What you should do:
Transcribe the listing verbatim. Do not carry over any pictures.

Entries shown:

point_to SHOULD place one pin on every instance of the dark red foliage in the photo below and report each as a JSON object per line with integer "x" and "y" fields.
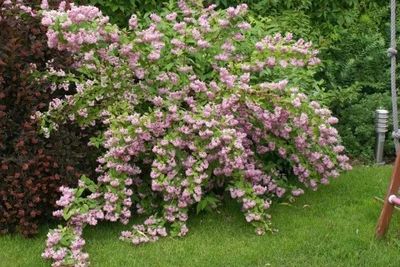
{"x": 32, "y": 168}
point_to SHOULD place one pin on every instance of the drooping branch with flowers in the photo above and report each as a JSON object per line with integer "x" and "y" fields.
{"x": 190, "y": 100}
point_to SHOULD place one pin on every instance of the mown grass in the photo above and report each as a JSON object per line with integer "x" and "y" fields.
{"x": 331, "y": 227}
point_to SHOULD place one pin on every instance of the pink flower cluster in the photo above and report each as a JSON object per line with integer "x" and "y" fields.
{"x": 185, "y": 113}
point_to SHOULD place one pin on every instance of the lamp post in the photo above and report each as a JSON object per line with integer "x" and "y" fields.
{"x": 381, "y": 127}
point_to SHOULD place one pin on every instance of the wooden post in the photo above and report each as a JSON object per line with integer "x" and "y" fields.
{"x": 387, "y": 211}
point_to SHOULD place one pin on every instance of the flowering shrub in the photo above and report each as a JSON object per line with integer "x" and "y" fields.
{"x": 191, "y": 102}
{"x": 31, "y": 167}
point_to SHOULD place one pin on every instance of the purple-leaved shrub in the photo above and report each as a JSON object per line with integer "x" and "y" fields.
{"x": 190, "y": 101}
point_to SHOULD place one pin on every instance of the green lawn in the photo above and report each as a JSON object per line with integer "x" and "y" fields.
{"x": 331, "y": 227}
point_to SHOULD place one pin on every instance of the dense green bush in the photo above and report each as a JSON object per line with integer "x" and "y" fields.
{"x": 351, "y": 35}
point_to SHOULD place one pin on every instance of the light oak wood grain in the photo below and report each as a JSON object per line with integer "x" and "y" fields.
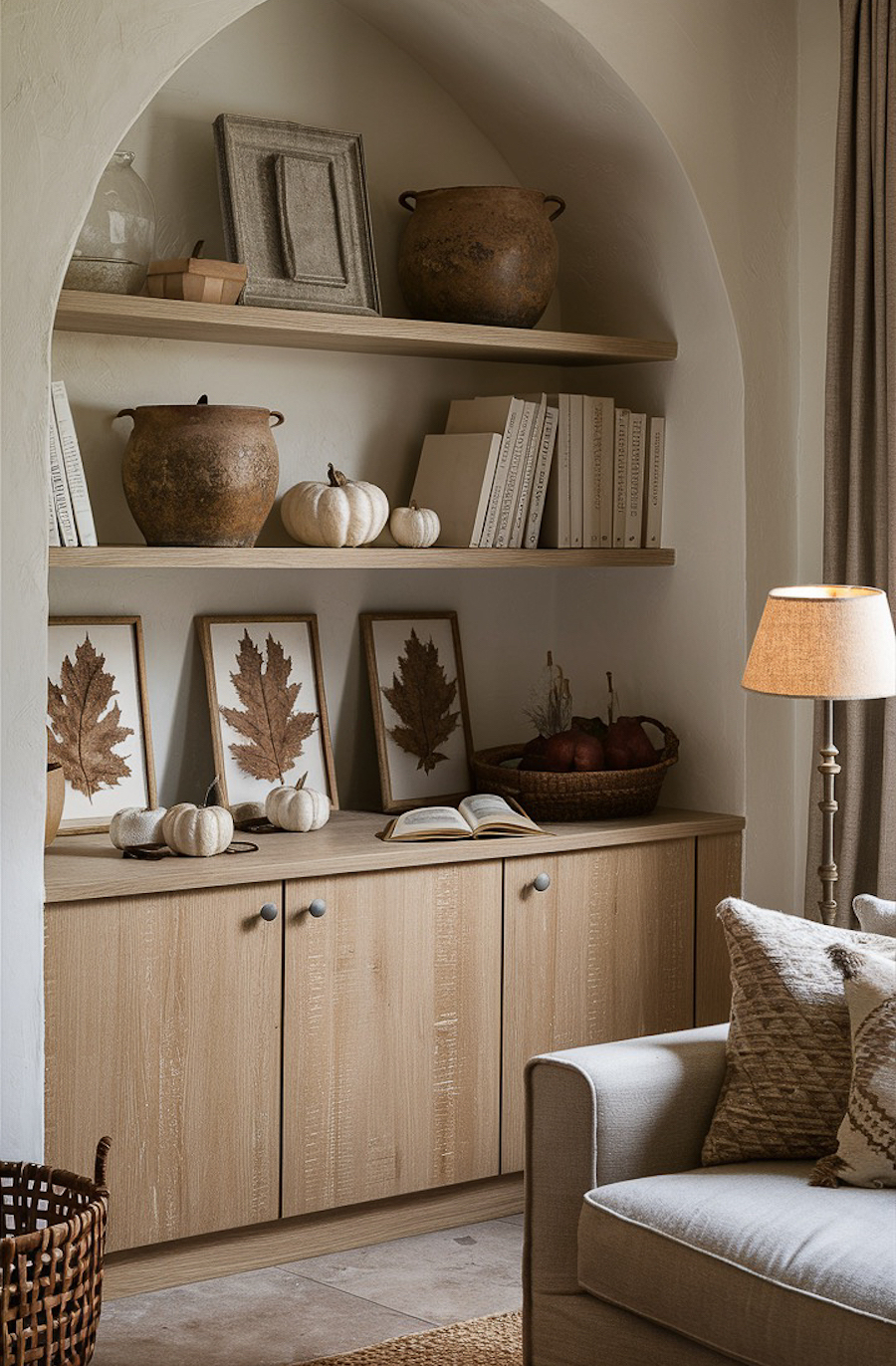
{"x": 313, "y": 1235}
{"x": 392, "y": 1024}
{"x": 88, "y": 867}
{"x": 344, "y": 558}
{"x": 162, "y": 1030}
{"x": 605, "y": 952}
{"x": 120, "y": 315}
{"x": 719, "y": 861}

Task response:
point_to SHOULD place one pin on every instance of the dark red foliage in the photo below and report each as a JSON object per line with integer "x" and "y" fields.
{"x": 32, "y": 168}
point_to SHOULD place one pin on every instance of the drooping branch with flowers in the photo above and report each as a JSON object per line with integer "x" and "y" fields.
{"x": 190, "y": 100}
point_to SHOULD place one pin on every instance of the mown grass in the photo above and report each as a JSON object per line with integer "x" and "y" fields.
{"x": 331, "y": 227}
point_to SHOULD place one pin on every instance of the pink flower cluster in the photo above and report each as a JSON object per line with integer "x" and "y" fields.
{"x": 185, "y": 113}
point_to SHOULD place one pin on every instance of the lamp post in the photo above and report each as a JSON object per line with integer "x" and "y" fields.
{"x": 381, "y": 127}
point_to SHOULD place one pin on every instance of the wooden post in the photo above and report each as a JSON object per line with integer "x" and "y" fields.
{"x": 387, "y": 211}
point_to SHOULD place one pin on every instance of the flowering shrub in the photo above and report each as a JSON object per line with integer "x" and "y" fields.
{"x": 191, "y": 102}
{"x": 31, "y": 167}
point_to SHOULD place one pin on every instance of the purple-leaved shrub in the photo above and report each as a JSON object per line with integer "x" and "y" fields.
{"x": 190, "y": 101}
point_to SHOULD place one pin on every instance of the green lawn in the photo above and report each as a JSON object per line with integer "x" and "y" fields.
{"x": 331, "y": 227}
point_to SHOULD place one pin on every instance of the dense green bush in the photo above and report each as a JSON object per line with integer "x" and "y" fields.
{"x": 351, "y": 35}
point_to SHOULD place one pin on every instance of the light oak wood grain in the photo below and report each as a JSON object per line with integer "x" and "y" fields.
{"x": 313, "y": 1235}
{"x": 392, "y": 1024}
{"x": 88, "y": 867}
{"x": 344, "y": 558}
{"x": 162, "y": 1030}
{"x": 605, "y": 952}
{"x": 120, "y": 315}
{"x": 719, "y": 861}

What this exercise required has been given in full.